Entries from a collection
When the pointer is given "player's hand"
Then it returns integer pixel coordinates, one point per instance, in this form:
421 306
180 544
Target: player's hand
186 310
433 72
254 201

Exercise prompt: Reproduce the entries above line for line, changing nothing.

Finished task:
When the pointer is given "player's hand"
Then it returns integer pixel coordinates, one point per instance, in this form:
421 306
180 544
Target: player's hand
186 310
433 72
254 201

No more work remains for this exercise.